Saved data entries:
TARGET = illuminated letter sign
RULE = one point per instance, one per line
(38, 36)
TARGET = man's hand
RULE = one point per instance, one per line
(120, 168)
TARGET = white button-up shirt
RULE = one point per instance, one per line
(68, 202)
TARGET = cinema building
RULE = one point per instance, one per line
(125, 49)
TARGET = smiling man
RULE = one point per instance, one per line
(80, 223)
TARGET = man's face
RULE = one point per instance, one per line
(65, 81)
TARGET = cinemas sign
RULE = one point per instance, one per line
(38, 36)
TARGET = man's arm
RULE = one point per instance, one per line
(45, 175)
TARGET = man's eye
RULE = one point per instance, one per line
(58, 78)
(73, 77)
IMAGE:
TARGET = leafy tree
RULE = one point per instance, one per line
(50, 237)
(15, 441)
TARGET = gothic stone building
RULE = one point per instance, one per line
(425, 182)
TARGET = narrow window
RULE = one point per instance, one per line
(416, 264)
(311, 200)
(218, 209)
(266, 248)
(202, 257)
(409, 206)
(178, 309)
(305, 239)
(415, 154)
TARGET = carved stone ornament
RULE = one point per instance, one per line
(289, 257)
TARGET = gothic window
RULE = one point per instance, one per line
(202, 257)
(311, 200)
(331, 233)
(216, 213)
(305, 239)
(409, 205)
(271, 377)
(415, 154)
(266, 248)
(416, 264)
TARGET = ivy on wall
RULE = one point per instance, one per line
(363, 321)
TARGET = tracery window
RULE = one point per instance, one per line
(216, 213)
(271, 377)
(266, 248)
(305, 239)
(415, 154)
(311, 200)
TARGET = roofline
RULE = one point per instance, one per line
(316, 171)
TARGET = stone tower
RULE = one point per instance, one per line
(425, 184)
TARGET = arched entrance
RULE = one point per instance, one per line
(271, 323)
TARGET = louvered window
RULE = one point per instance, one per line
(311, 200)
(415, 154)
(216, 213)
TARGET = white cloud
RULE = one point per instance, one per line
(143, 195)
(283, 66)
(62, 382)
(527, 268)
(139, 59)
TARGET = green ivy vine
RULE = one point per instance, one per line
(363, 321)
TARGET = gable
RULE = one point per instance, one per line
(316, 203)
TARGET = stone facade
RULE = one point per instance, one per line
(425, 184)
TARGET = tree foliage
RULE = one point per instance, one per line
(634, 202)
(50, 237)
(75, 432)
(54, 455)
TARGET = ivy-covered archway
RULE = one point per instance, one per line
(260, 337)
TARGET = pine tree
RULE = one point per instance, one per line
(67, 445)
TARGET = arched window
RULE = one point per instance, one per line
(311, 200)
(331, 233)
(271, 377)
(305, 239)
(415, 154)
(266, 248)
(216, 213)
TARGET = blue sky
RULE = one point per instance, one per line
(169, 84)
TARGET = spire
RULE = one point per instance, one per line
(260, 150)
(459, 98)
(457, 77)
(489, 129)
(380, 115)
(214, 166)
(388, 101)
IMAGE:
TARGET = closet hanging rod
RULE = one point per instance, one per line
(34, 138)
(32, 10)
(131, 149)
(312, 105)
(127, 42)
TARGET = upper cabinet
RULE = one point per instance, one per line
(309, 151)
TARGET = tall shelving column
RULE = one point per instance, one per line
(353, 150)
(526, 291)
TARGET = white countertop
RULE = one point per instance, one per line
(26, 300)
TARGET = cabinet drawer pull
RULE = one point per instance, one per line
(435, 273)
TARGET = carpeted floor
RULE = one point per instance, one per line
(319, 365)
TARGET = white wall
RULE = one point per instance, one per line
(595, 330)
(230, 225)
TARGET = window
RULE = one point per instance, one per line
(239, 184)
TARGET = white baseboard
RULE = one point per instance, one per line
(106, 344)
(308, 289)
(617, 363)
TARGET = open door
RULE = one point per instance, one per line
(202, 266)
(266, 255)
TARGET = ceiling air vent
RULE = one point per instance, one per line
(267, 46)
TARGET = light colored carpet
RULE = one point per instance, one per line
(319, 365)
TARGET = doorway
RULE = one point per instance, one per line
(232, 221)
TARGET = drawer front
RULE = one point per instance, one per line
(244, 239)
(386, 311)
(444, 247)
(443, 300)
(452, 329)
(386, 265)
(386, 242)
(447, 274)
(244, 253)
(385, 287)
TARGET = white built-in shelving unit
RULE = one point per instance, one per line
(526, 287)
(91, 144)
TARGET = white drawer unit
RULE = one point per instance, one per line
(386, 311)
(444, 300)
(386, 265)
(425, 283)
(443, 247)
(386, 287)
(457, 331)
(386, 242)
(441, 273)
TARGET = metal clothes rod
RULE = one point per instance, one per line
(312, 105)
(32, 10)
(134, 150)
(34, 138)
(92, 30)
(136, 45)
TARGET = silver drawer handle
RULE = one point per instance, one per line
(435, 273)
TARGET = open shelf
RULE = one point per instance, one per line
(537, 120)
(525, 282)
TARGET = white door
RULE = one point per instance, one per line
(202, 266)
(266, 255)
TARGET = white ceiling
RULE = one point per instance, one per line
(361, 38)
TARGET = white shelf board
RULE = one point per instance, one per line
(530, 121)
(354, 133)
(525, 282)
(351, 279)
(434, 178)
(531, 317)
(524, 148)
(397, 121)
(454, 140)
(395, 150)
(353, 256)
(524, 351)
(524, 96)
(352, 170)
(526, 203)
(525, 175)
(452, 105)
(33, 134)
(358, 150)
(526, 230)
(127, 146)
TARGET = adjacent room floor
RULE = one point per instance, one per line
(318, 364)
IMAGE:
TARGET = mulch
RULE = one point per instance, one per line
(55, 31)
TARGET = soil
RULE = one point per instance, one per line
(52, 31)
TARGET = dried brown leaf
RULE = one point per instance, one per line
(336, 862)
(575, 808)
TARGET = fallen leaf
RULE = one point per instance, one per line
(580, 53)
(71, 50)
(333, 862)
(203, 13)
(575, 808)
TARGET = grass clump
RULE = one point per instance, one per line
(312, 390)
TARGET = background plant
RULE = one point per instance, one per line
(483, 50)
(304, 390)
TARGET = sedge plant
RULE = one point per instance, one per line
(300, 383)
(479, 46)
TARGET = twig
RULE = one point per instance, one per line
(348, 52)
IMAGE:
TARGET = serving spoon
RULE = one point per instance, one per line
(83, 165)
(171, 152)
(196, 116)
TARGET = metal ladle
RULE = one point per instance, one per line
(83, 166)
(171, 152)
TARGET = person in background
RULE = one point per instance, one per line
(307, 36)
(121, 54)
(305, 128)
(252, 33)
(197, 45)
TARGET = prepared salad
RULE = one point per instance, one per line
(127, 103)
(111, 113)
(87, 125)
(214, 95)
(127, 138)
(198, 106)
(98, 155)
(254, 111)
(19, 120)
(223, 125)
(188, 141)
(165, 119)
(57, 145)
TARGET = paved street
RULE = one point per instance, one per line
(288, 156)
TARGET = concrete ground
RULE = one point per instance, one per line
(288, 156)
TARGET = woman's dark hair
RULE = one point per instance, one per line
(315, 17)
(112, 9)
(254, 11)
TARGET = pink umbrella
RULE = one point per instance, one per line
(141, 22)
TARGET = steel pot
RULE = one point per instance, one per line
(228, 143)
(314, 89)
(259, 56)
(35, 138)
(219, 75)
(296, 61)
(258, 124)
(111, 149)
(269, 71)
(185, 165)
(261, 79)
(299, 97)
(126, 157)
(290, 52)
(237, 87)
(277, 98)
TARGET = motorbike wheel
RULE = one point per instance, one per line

## The problem
Pull every line containing "plant" from the entries above and copy it.

## Written solution
TARGET = background plant
TARGET = sedge plant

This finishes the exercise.